▸ **EXCERPTED PASSAGE**:

BEGIN

# Inject Sources in v23 for DIA Improvement

Michael Wood-Vasey and Shu Liu

Based heavily on
https://github.com/lsst/source_injection/blob/tickets/DM-34253/examples/si_demo_dc2_visit.ipynb
and Shu's work on building host galaxy catalogs from CosmoDC2.

This Notebook uses a custom Jupyter kernel to load a version of `source_injection` package with a

setup -j -r ${HOME}/local/lsst/source_injection

Loading this package is most convenient to do in the `eups` world (and thus before the Notebook starts) rather than in the Jupyter notebook.

In [None]:
import matplotlib.pyplot as plt
import numpy as np
import pandas as pd
from scipy.ndimage import gaussian_filter

from astropy.table import Table

In [None]:
from lsst.daf.butler import Butler, DimensionUniverse, DatasetType, CollectionType
from lsst.daf.butler.registry import MissingCollectionError
import lsst.afw.display as afwDisplay
from lsst.geom import SpherePoint, degrees
from lsst import sphgeom

afwDisplay.setDefaultBackend("matplotlib")

In [None]:
from lsst.source.injection import (
    BaseInjectConfig,
    BaseInjectTask,
    ExposureInjectConfig,
    ExposureInjectTask,
    VisitInjectConfig,
    VisitInjectTask
)
from lsst.source.injection.utils import ingest_injection_catalog

Need to have a `~/.lsst/db-auth.yaml` file with the db URL, username, and password to load the Butler:

In [None]:
repo = "/global/cfs/cdirs/lsst/production/gen3/DC2/Run2.2i/repo"
butler = Butler(repo)

In [None]:
collections = sorted(list(set(
    butler.registry.queryCollections()
)))

In [None]:
display(collections)

In [None]:
# Let's pick
input_collection = "u/descdm/coadds_Y1_4639"

In [None]:
# Find a calexp
tract = 4639
patch = 8
band = "r"
calexp_DatasetRefs = sorted(list(set(
    butler.registry.queryDatasets(
        "calexp",
        collections = input_collection,
        where=f"instrument='LSSTCam-imSim' AND skymap='DC2' AND tract={tract} AND patch={patch} AND band='{band}'",
    ))))

In [None]:
print(f"Identified {len(calexp_DatasetRefs)} calexp DatasetRefs")

# Let's just pick one and look at it.
display(calexp_DatasetRefs[5])

data_id = calexp_DatasetRefs[5].dataId

print(f"{data_id = }")

In [None]:
calexp = butler.get("calexp", dataId=data_id, collections=input_collection)
src = butler.get("src", dataId=data_id, collections=input_collection)
display(calexp)

## Plot the input calexp

Lets generate a plot of this `calexp` and its associated `mask`.

First, we smooth the `calexp` image (for the purpose of aiding its display in this notebook).

Then, we use afwDisplay to display these data.

END

▸ **SUPPLIED MATERIAL**:
BEGIN

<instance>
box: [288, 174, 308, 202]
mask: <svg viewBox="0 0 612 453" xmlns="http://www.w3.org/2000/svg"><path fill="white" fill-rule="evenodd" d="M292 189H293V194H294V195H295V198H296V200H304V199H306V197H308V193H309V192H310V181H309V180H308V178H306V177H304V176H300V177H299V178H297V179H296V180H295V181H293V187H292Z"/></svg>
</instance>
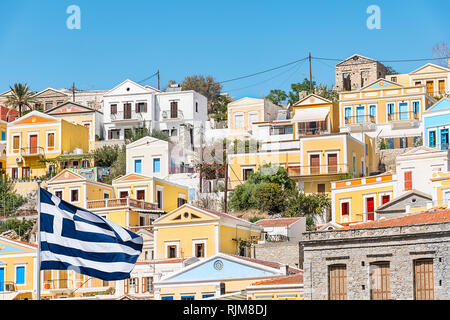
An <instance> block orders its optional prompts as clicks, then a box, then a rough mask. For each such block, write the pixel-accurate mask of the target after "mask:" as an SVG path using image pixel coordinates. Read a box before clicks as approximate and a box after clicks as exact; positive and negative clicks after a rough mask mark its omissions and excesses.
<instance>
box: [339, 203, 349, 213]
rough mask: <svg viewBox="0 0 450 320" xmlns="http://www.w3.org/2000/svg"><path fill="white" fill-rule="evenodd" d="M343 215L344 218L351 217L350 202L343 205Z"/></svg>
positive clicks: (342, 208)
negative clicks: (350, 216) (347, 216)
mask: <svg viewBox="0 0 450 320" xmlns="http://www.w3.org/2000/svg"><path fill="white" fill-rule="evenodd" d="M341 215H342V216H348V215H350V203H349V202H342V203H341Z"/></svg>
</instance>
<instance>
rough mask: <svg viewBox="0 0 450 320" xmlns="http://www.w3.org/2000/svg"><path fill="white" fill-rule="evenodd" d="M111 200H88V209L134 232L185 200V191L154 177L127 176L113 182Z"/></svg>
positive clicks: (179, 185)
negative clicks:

END
BEGIN

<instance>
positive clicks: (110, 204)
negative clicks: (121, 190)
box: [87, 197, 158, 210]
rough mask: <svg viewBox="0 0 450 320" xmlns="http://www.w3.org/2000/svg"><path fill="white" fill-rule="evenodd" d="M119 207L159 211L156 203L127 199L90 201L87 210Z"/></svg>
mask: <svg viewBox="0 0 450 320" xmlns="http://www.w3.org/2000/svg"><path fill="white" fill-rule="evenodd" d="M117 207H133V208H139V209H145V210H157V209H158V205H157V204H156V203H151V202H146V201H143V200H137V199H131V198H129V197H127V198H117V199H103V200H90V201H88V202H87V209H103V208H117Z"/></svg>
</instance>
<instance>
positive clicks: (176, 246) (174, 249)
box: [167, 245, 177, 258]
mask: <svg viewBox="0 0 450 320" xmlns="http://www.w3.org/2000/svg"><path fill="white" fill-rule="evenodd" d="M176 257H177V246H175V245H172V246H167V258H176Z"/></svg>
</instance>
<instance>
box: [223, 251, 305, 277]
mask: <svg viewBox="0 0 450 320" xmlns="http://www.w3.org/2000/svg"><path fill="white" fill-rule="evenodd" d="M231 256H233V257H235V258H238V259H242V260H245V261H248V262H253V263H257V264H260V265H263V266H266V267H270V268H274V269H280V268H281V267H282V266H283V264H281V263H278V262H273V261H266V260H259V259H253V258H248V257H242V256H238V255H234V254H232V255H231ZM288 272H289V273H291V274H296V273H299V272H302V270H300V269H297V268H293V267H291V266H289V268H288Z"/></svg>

END
BEGIN

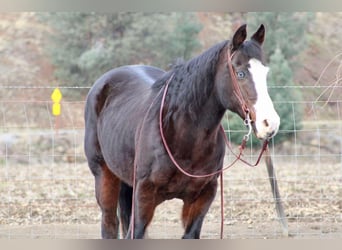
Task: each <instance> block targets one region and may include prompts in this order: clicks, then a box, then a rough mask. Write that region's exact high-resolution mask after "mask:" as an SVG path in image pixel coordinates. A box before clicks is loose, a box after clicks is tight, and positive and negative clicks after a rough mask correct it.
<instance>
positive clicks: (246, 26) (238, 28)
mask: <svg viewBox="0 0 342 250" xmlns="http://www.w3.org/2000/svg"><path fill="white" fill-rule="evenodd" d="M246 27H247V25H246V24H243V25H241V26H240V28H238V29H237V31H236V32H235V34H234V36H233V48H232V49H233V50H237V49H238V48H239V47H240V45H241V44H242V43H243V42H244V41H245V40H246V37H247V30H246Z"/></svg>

END

▸ **PROBLEM SET**:
1 > Decide whether each statement agrees with the source-injection notebook. Answer yes or no for each, and quote the deciding words of the notebook. (a) The source_injection package is best loaded from inside the Jupyter notebook. (b) Loading the Butler requires a file holding the db URL, username, and password. (c) The calexp image is smoothed to improve the accuracy of later measurements.
2 > Pick up the source-injection notebook after its last sentence and continue it.
The data come from a source separate from the source-injection notebook.

▸ **TASK-BY-TASK OUTPUTS**:
1 >
(a) No: "Loading this package is most convenient to do in the `eups` world (and thus before the Notebook starts) rather than in the Jupyter notebook."
(b) Yes: "Need to have a `~/.lsst/db-auth.yaml` file with the db URL, username, and password to load the Butler"
(c) No: "(for the purpose of aiding its display in this notebook)"

2 >
In [None]:
Q = 10

plot_calexp = calexp.clone()
plot_calexp.image.array = gaussian_filter(calexp.image.array, sigma=3)

fig, ax = plt.subplots(1, 2, figsize=(8, 6), dpi=150)

plt.sca(ax[0])
display0 = afwDisplay.Display(frame=fig)
display0.scale("asinh", min=-5/Q, max=25/Q, Q=Q)
display0.mtv(plot_calexp.image)
plt.title("calexp image")

plt.sca(ax[1])
display1 = afwDisplay.Display(frame=fig)
display1.scale("linear", min=1, max=2)
display1.mtv(plot_calexp.mask)
plt.title("calexp mask")

plt.suptitle(str(data_id), y=0.8)
plt.tight_layout()
plt.show()

Note that "mask" is an information mask, so the objects show up because their footprint is marked in the "mask" plane.

## Set up a synthetic source input catalogue

We now have a calexp image that we want to inject into.

Use Shu's curated host galaxy catalog to determine locations to inject point sources ("supernovae").

In [None]:
injection_db_path = f"../data/table/gal_{tract}/injection_coord.sqlite"
injection_table_name = "injection_coord"

In [None]:
bands_to_simulate = ["r"]
mags_to_simulate = [20, 21, 22, 23, 24]
si_mag = mags_to_simulate[0]

In [None]:
import sqlite3

conn = sqlite3.connect(injection_db_path)

In [None]:
query = f"SELECT DISTINCT(visit), ra, dec FROM {injection_table_name}"

In [None]:
si_cat = pd.read_sql_query(query, conn)
si_cat.drop(columns=["visit"], inplace=True)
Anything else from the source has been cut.